** Supplied entries follows **
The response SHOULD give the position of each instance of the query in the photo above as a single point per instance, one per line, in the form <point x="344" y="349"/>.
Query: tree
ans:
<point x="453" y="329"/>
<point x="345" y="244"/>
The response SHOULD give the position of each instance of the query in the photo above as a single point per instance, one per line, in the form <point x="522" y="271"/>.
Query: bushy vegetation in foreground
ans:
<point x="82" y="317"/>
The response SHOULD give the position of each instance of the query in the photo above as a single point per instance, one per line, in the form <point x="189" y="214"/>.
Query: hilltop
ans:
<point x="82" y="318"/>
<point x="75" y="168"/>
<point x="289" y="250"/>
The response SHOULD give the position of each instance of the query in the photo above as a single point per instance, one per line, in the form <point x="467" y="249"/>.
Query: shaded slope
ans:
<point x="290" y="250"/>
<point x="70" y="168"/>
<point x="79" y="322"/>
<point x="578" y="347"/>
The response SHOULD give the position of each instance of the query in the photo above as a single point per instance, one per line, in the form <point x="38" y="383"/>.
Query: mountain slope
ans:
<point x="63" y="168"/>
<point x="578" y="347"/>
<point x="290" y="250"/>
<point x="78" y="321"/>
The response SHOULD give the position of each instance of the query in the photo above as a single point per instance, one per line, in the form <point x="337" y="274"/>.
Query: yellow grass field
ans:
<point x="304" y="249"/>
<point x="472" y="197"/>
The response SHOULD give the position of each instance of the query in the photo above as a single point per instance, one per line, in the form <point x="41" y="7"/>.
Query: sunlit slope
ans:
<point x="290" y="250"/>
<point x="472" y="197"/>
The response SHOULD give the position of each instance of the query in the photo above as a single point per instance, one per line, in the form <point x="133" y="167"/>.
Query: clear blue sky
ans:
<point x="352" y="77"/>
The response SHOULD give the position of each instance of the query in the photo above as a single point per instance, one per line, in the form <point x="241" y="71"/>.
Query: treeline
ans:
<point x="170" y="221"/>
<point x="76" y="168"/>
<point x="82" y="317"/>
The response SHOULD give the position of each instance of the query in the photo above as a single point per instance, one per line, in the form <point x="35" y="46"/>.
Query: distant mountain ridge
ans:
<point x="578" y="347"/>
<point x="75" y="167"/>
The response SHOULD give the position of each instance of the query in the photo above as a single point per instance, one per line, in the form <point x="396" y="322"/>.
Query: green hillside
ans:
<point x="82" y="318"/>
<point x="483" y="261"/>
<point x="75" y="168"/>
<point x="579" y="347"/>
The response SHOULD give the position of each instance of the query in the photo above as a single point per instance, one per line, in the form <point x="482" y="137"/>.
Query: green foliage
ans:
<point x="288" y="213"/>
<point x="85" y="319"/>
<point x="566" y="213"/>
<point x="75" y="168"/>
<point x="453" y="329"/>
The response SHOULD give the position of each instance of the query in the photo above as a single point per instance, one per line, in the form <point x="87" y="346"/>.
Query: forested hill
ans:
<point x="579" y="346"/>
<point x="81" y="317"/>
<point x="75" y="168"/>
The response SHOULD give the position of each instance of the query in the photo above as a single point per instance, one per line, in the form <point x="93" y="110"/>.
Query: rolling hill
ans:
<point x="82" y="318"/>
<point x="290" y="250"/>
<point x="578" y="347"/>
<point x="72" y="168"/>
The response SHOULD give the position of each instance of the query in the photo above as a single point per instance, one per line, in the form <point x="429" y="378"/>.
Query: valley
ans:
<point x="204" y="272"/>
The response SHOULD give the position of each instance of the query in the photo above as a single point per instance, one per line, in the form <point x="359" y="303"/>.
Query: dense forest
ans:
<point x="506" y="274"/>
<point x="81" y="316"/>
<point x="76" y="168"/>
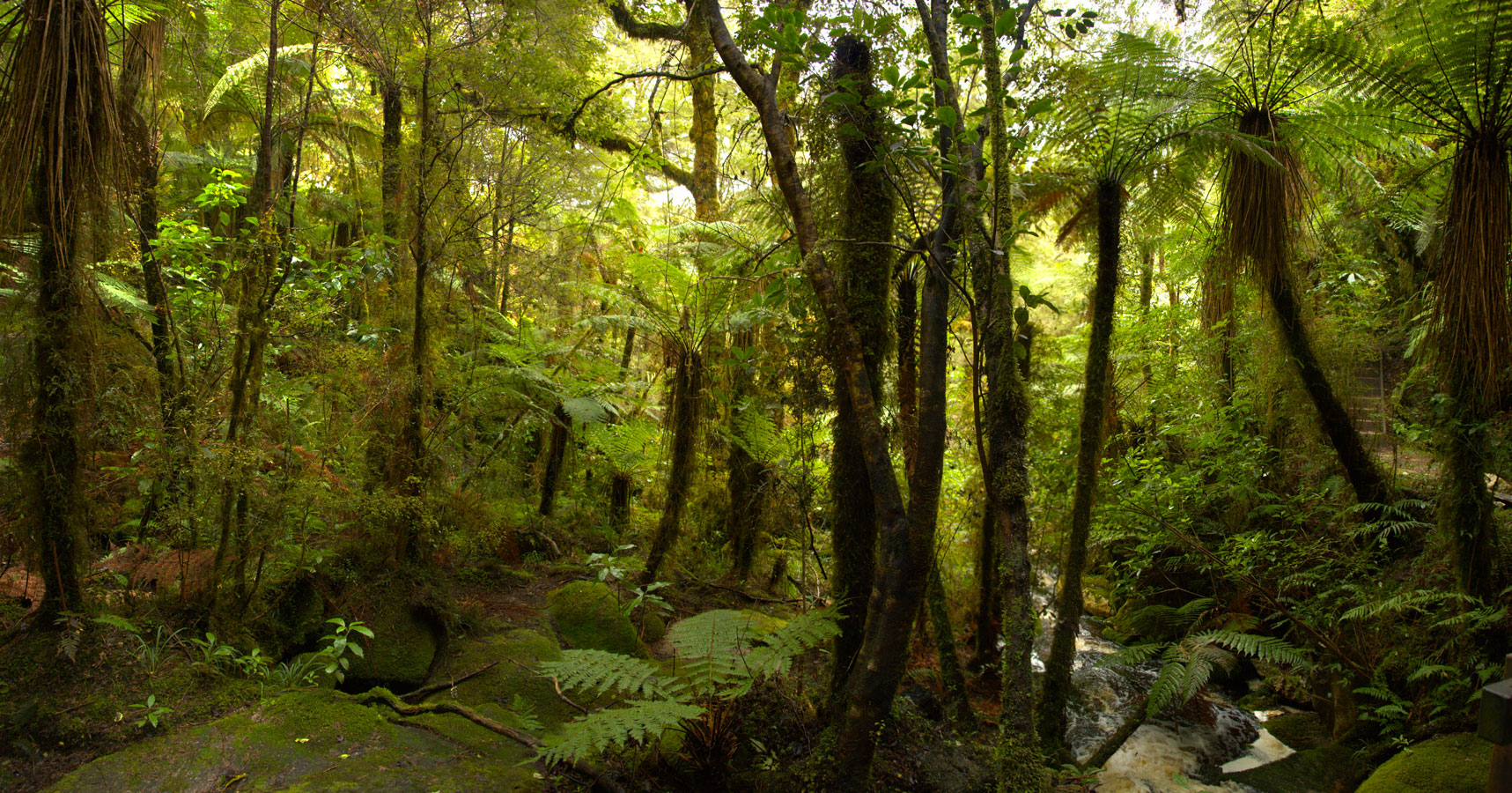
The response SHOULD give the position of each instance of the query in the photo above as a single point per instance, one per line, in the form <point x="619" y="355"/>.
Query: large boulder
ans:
<point x="512" y="681"/>
<point x="1444" y="765"/>
<point x="313" y="740"/>
<point x="587" y="616"/>
<point x="404" y="645"/>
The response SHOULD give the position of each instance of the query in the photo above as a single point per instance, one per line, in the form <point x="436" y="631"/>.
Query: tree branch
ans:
<point x="572" y="120"/>
<point x="634" y="27"/>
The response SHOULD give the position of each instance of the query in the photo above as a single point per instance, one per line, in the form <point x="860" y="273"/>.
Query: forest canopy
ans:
<point x="763" y="396"/>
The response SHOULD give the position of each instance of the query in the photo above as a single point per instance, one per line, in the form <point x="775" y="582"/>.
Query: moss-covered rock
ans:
<point x="1313" y="771"/>
<point x="406" y="639"/>
<point x="518" y="654"/>
<point x="1446" y="765"/>
<point x="313" y="740"/>
<point x="1299" y="730"/>
<point x="587" y="616"/>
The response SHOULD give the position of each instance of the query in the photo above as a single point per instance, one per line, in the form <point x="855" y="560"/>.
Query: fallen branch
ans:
<point x="379" y="696"/>
<point x="425" y="691"/>
<point x="555" y="685"/>
<point x="749" y="597"/>
<point x="1139" y="710"/>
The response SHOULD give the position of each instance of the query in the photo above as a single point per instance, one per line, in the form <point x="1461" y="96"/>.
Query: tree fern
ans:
<point x="720" y="653"/>
<point x="638" y="723"/>
<point x="244" y="70"/>
<point x="599" y="672"/>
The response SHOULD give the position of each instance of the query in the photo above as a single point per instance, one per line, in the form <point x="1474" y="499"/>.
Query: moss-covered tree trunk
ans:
<point x="389" y="166"/>
<point x="1360" y="463"/>
<point x="254" y="297"/>
<point x="555" y="455"/>
<point x="685" y="398"/>
<point x="908" y="367"/>
<point x="61" y="129"/>
<point x="944" y="633"/>
<point x="865" y="271"/>
<point x="1089" y="453"/>
<point x="1006" y="406"/>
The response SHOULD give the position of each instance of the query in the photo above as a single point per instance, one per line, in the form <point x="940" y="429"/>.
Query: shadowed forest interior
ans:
<point x="767" y="396"/>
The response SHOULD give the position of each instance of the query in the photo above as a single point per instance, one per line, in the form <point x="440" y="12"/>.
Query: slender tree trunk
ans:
<point x="1358" y="463"/>
<point x="407" y="471"/>
<point x="908" y="368"/>
<point x="951" y="675"/>
<point x="251" y="327"/>
<point x="561" y="426"/>
<point x="55" y="447"/>
<point x="1006" y="418"/>
<point x="748" y="478"/>
<point x="1089" y="451"/>
<point x="904" y="554"/>
<point x="389" y="168"/>
<point x="865" y="267"/>
<point x="620" y="485"/>
<point x="687" y="400"/>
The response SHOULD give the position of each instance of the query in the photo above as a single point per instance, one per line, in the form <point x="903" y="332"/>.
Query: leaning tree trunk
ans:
<point x="555" y="455"/>
<point x="1089" y="451"/>
<point x="407" y="466"/>
<point x="865" y="267"/>
<point x="944" y="634"/>
<point x="1358" y="462"/>
<point x="58" y="135"/>
<point x="251" y="326"/>
<point x="903" y="562"/>
<point x="687" y="402"/>
<point x="1007" y="413"/>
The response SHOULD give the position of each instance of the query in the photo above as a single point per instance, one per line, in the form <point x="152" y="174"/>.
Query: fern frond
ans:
<point x="599" y="672"/>
<point x="640" y="721"/>
<point x="1265" y="648"/>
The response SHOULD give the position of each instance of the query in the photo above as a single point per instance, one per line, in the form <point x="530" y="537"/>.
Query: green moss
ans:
<point x="1299" y="730"/>
<point x="587" y="616"/>
<point x="402" y="647"/>
<point x="1446" y="765"/>
<point x="507" y="680"/>
<point x="313" y="740"/>
<point x="1313" y="771"/>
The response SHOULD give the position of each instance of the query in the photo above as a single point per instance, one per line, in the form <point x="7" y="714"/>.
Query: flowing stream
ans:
<point x="1181" y="752"/>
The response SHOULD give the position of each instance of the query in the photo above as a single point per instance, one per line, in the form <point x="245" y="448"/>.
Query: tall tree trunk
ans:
<point x="951" y="675"/>
<point x="908" y="368"/>
<point x="1360" y="463"/>
<point x="407" y="470"/>
<point x="620" y="485"/>
<point x="251" y="324"/>
<point x="865" y="268"/>
<point x="389" y="168"/>
<point x="748" y="477"/>
<point x="1089" y="453"/>
<point x="1006" y="411"/>
<point x="903" y="563"/>
<point x="139" y="67"/>
<point x="687" y="402"/>
<point x="61" y="132"/>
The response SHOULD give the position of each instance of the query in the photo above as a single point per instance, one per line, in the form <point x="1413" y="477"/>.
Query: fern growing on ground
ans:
<point x="719" y="656"/>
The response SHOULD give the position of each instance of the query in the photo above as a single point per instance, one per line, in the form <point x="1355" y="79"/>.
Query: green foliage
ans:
<point x="150" y="712"/>
<point x="720" y="654"/>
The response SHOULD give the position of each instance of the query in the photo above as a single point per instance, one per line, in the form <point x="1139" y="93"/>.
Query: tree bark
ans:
<point x="561" y="424"/>
<point x="1089" y="453"/>
<point x="687" y="402"/>
<point x="865" y="270"/>
<point x="1360" y="465"/>
<point x="904" y="556"/>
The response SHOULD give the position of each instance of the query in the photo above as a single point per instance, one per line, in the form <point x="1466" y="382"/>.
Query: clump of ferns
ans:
<point x="719" y="657"/>
<point x="1191" y="643"/>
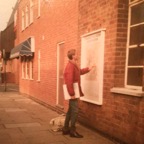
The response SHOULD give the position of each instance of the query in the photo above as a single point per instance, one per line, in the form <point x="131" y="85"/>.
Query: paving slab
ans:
<point x="24" y="121"/>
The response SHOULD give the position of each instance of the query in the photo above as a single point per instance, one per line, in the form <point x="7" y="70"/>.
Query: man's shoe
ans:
<point x="65" y="132"/>
<point x="75" y="135"/>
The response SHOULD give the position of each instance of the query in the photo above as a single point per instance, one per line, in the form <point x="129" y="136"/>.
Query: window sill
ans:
<point x="126" y="91"/>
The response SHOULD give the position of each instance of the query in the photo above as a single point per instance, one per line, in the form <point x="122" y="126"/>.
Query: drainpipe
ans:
<point x="4" y="60"/>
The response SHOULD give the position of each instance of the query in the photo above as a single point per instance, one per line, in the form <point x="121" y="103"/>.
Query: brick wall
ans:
<point x="120" y="116"/>
<point x="58" y="22"/>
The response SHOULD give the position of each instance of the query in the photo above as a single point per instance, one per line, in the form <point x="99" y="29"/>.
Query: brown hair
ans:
<point x="70" y="53"/>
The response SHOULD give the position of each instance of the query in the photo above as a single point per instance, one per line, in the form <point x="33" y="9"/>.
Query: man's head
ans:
<point x="71" y="53"/>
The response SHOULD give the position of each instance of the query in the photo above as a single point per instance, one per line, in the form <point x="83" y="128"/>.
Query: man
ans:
<point x="72" y="75"/>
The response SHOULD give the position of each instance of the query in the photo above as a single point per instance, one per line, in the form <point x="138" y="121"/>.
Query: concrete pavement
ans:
<point x="24" y="121"/>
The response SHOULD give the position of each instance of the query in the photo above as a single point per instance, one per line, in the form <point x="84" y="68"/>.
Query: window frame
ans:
<point x="131" y="4"/>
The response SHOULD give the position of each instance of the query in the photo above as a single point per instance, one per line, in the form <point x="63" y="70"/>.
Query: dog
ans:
<point x="57" y="123"/>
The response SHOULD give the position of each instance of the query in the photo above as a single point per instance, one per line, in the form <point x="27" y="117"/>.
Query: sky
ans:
<point x="5" y="12"/>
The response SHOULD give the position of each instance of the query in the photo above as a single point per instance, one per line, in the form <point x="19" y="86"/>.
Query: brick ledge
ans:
<point x="126" y="91"/>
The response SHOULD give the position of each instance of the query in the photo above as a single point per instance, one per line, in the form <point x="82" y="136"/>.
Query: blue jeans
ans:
<point x="72" y="115"/>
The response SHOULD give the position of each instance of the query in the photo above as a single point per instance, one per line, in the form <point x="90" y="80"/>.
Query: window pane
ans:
<point x="137" y="14"/>
<point x="136" y="56"/>
<point x="137" y="35"/>
<point x="135" y="76"/>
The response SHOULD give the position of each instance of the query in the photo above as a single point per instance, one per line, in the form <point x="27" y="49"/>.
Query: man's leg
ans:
<point x="67" y="120"/>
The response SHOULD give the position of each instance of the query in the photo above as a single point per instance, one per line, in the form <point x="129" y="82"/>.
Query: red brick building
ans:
<point x="106" y="33"/>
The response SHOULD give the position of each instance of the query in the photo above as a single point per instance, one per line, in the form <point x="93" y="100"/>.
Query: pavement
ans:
<point x="24" y="121"/>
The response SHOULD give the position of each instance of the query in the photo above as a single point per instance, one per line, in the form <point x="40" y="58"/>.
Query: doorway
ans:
<point x="60" y="69"/>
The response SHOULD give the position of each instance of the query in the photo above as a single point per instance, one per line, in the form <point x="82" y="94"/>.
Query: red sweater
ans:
<point x="72" y="75"/>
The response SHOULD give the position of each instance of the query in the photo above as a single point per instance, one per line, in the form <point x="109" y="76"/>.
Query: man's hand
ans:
<point x="92" y="67"/>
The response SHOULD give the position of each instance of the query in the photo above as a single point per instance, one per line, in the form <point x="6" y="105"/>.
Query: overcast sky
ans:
<point x="5" y="12"/>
** End of Supplied entries **
Activity
Could you return all lines from the data above that contain the string "brick"?

Response area
Query: brick wall
Query: brick ledge
Query: red brick building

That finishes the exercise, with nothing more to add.